**SOURCE RECORDS**:
···

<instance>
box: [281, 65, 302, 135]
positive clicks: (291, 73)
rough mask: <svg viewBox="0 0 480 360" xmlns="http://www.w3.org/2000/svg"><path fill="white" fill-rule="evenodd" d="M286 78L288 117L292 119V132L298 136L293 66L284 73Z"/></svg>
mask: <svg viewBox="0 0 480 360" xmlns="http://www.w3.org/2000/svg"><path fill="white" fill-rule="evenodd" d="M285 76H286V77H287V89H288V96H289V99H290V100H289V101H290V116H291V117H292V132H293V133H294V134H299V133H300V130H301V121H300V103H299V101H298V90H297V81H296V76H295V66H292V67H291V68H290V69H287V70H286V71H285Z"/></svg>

···

**DIRECTIONS FOR THIS TASK**: Start at the first line of the data above. Stop after the line containing "positive clicks: (291, 73)", reproducing each line exactly and adding nothing.

**EXERCISE ANSWER**:
<instance>
box: [281, 65, 302, 135]
positive clicks: (291, 73)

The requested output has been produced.